▶ [What to produce] Collect each line in the entries below that contains the string "cluster". Case counts, so only lines where the capital and small letters match count.

▶ [Provided information]
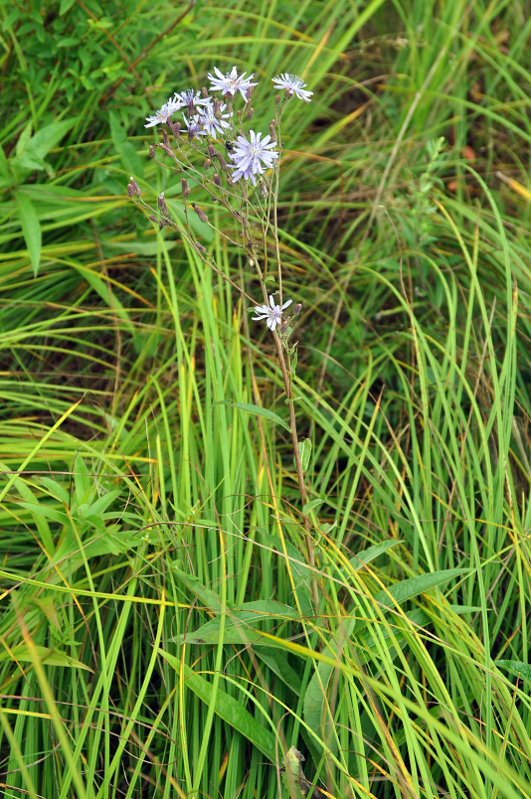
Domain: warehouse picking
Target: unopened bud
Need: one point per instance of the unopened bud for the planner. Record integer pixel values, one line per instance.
(175, 128)
(201, 214)
(161, 203)
(134, 185)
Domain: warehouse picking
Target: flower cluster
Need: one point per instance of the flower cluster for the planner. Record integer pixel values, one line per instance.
(250, 155)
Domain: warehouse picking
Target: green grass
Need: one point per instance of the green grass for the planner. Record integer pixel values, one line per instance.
(159, 635)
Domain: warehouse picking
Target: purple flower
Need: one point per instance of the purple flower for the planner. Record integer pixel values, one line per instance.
(271, 312)
(231, 82)
(194, 126)
(213, 121)
(293, 85)
(190, 97)
(164, 113)
(252, 157)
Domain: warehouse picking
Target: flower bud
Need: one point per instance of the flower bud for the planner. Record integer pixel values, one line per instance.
(175, 128)
(135, 187)
(161, 203)
(201, 214)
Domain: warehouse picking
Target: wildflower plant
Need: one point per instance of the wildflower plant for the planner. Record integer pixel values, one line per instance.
(209, 140)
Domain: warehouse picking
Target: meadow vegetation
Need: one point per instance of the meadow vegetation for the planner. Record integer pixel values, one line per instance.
(174, 617)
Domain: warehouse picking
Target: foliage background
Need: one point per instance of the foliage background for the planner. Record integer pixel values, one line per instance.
(158, 636)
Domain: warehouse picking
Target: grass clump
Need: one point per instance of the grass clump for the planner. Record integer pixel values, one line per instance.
(227, 548)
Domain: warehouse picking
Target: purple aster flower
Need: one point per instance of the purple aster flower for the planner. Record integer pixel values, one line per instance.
(293, 85)
(252, 157)
(212, 120)
(163, 114)
(231, 82)
(271, 312)
(190, 97)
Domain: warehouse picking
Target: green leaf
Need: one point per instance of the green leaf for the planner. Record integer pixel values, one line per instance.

▶ [Final result]
Target: flower cluster
Need: one point per instance of the flower cluster for the planner. Record integer pixel values, one line per instance.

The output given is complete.